··· GIVEN TEXT
Re: Using beam sdk for standalone implementations without connecting to the cloud

Minudika Malshan Sat, 12 Mar 2016 12:14:49 -0800

Hi Jean.

I prepared a draft version of my proposal which you can find here
<https://docs.google.com/document/d/1KaBKxYbR08pgwv3UfPF-SMiRM2VJ7K4AQiLzzfUd138/edit?usp=sharing>.
Could you please have a look and give comments on how to improve it.


Thanks and regards

On Thu, Mar 10, 2016 at 3:05 PM, Jean-Baptiste Onofré <[email protected]>
wrote:

> Interesting, it makes sense.
>
> Thanks for sharing !
>
> Regards
> JB
>
> On 03/10/2016 10:32 AM, Minudika Malshan wrote:
>
>> Hi JB,
>>
>> Thanks a lot for your kind attention. I'm very happy to take your advises
>> on this implementation. :)
>>
>> I am planning to do this for GSOC 2016 since it has been published as a
>> project idea in this year.
>> Here is the plan in brief.
······
··· DATA EXTRACT
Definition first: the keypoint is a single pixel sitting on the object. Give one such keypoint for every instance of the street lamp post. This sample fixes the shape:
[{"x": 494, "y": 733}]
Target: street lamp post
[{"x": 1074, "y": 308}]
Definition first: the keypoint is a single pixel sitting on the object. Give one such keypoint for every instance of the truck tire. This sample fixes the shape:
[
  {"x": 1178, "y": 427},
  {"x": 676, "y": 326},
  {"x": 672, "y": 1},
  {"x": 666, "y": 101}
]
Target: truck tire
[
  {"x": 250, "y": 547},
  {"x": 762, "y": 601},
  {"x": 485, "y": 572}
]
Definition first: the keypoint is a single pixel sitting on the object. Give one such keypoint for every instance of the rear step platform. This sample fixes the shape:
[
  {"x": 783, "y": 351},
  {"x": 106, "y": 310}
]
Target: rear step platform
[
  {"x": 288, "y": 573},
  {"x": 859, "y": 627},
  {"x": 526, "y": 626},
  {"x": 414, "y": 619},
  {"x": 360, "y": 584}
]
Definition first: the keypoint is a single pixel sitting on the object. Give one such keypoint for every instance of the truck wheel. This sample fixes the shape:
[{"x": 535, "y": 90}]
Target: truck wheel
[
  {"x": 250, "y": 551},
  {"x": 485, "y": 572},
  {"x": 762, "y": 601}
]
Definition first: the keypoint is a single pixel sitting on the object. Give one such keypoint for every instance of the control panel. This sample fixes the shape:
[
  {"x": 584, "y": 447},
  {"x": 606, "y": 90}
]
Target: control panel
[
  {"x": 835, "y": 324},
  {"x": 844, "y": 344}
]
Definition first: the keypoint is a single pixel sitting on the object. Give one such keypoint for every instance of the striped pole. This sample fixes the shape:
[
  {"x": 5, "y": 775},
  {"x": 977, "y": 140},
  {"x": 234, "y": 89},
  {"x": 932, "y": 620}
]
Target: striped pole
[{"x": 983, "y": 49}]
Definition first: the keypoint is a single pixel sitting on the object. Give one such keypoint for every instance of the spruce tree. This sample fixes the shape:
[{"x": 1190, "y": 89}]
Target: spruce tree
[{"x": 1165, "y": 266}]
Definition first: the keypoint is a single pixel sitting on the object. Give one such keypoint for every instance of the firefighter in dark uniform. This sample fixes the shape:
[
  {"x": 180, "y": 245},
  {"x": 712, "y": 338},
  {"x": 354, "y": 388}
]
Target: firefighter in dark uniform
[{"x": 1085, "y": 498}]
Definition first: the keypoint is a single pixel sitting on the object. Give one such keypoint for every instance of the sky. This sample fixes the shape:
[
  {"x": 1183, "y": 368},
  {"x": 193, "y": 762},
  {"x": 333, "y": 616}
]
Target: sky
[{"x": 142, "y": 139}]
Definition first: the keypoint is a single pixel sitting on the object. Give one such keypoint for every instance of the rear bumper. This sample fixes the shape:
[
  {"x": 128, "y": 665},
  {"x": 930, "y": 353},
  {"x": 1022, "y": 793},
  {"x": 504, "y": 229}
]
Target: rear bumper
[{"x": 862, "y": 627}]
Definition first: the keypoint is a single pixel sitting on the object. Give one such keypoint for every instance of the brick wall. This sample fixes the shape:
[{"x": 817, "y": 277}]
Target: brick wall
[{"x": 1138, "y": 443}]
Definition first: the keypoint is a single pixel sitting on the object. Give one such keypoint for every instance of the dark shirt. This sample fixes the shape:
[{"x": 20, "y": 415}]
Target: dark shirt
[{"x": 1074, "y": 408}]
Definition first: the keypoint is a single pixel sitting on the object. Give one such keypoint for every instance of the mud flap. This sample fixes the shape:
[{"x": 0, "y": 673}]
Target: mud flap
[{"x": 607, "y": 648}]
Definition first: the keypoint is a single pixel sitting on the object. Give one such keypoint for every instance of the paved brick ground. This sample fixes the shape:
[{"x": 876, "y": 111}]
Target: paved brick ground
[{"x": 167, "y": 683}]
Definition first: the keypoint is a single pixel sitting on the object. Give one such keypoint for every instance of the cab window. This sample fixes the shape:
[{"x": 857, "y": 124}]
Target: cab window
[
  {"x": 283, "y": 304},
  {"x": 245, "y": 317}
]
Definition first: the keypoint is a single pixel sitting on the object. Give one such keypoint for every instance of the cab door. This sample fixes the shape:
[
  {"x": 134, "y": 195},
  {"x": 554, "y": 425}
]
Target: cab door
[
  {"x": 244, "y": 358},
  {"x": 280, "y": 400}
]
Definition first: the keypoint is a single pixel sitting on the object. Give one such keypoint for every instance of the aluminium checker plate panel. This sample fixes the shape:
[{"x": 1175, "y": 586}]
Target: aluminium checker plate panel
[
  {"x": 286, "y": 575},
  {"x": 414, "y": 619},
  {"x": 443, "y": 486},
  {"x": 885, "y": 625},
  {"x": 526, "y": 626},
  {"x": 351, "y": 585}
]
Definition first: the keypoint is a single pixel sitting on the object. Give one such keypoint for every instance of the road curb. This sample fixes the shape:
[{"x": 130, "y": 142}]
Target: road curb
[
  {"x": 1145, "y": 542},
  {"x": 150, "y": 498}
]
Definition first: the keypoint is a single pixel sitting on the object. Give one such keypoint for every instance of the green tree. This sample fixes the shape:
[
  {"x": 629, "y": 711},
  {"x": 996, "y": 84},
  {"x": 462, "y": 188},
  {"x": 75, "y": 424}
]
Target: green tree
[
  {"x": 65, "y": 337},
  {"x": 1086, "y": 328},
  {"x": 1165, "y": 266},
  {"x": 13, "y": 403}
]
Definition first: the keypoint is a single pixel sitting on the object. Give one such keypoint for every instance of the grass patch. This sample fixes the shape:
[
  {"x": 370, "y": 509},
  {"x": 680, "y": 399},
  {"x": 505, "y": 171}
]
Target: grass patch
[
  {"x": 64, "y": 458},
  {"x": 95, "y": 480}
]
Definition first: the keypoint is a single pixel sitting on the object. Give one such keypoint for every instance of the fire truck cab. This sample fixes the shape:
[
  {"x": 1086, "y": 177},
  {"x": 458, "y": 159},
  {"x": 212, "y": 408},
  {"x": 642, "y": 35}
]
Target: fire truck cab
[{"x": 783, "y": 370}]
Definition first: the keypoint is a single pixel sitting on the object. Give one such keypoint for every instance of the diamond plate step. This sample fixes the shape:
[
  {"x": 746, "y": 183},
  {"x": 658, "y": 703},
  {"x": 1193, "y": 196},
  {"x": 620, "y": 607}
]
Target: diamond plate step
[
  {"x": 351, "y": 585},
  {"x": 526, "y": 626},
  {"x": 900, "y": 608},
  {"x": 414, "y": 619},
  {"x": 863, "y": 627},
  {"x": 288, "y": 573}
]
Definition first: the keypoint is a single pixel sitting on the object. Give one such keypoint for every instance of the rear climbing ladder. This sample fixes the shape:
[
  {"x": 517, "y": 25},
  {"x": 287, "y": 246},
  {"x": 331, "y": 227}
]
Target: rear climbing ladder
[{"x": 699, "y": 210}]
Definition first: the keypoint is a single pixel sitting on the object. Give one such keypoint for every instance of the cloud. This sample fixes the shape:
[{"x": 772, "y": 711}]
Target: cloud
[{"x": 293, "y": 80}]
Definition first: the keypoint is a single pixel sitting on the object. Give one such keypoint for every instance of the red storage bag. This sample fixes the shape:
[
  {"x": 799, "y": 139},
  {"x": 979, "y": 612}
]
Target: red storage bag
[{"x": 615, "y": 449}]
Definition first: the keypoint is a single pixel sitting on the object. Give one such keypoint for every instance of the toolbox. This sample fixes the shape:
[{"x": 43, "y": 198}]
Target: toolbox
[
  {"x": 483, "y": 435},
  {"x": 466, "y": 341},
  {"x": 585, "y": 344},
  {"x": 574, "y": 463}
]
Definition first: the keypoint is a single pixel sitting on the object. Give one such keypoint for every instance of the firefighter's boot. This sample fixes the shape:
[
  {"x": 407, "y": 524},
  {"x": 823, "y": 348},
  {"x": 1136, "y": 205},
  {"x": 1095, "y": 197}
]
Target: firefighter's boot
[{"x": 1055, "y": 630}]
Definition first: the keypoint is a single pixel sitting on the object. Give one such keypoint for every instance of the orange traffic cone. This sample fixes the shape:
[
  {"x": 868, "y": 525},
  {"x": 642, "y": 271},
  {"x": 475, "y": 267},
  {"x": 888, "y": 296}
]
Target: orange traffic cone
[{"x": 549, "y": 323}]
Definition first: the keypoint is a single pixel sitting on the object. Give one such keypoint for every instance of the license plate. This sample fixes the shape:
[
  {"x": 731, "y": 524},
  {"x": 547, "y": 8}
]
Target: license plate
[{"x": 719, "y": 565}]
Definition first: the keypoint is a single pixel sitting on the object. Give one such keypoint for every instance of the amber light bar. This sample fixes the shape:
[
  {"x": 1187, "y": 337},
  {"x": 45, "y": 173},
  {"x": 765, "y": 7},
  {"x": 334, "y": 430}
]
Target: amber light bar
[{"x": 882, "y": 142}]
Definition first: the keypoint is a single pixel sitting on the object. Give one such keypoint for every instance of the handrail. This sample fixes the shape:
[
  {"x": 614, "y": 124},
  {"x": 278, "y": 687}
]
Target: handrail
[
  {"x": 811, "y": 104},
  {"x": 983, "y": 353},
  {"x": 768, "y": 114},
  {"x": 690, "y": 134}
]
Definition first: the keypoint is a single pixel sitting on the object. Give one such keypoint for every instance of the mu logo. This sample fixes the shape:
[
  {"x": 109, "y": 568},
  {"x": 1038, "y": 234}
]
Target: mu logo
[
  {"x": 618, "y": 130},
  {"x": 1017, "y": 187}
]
······
[EXERCISE INSTRUCTIONS] Translate this sentence from the Beam SDK thread above into Spanish: "Could you please have a look and give comments on how to improve it."

[SOLUTION FOR THIS EXERCISE] ¿Podrías echarle un vistazo y hacer comentarios sobre cómo mejorarla?